▶ _Using the information_:
1. Say whether each statement agrees with the passage about loving writing. Answer yes or no for each, and quote the deciding words from the passage.
(a) The writer started learning the guitar in order to write songs.
(b) The writer still believes in God.
(c) The writer has a great many hobbies.
2. Summarize the passage about loving writing in two sentences.

▶ _Provided passage_:
______________________________
Explaining my love for writing is…almost impossible. It is something so deep and even spiritual, something that goes way beyond me. My love for the written word and for all forms of it; poetry, prose, songs, this blog, my diary – are the things that give me my strength. Whatever has come and gone in my life, wherever I’ve been, however I’ve felt, I have always had writing. I don’t have a great deal of hobbies. I’m inconsistent within social circles; I used to do martial arts on and off, I drank on and off, I smoke fags here and there, I did zumba briefly, I learned Swahili and Spanish here and there, I got into feminism then anti-feminism, I believed in God then didn’t.With nearly everything in my life that I have done I have been inconsistent. In an unpredictable and chaotic world I don’t have much to hold onto. I tried to hold onto alcohol; that didn’t work. Trying to hold onto people isn’t enough to me because people come and go; they die, they disappear, we break up, we lose friends, we lose contact with others; sometimes people are busy, or they’re in trouble themselves, or they don’t have the time. Another human cannot be my constant, no matter how much I love them.
Writing is never going to go anywhere. The passion I have for it won’t vanish. Writing is the one thing I was born ‘naturally’ good at. I speak of writing more than music because I would not be a musician if I were not a writer; my music is very lyric-driven and I began learning the guitar because I wanted to write songs. I love music unconditionally, but it is something I learned to do. I learned to play the guitar; I learned to sing, I learned to drum. I did not learn to write. I don’t believe in God; from a practical perspective I could say that writing is genetic because my father is also a writer, but I prefer not to think too much about it. I’ve never really analysed where my gift and love for the written word comes from, which is strange as I critically analyse almost everything else. But writing is beyond me; it’s intangible, this love that I have. It cannot be touched or taken away.
______________________________
▶ _Extracted data_:
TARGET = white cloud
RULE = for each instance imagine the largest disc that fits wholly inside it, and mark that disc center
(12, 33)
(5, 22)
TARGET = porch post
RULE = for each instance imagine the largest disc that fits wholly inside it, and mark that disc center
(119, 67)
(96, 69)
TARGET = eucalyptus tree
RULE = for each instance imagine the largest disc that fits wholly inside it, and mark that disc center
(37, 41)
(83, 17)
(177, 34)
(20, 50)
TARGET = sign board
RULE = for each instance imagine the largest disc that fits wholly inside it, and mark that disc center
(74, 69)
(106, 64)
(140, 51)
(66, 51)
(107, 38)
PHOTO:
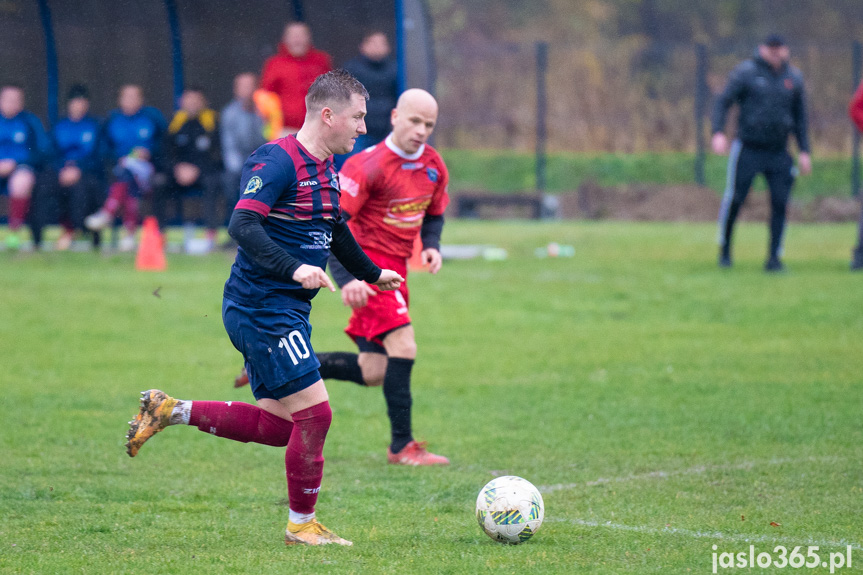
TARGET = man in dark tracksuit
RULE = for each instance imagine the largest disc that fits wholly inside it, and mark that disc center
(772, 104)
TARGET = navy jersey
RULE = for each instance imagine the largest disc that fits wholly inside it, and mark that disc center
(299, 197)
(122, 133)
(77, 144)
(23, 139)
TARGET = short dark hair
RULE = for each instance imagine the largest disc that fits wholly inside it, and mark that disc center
______________________________
▶ _Solutions in order_:
1.
(a) Yes: "I began learning the guitar because I wanted to write songs."
(b) No: "I don’t believe in God"
(c) No: "I don’t have a great deal of hobbies."

2. The writer has been inconsistent with nearly everything, including hobbies, habits and beliefs, and has found that neither alcohol nor other people can be a constant. Writing, by contrast, is the one thing the writer was naturally good at and never had to learn, unlike music, and it is a passion that will not vanish and cannot be touched or taken away.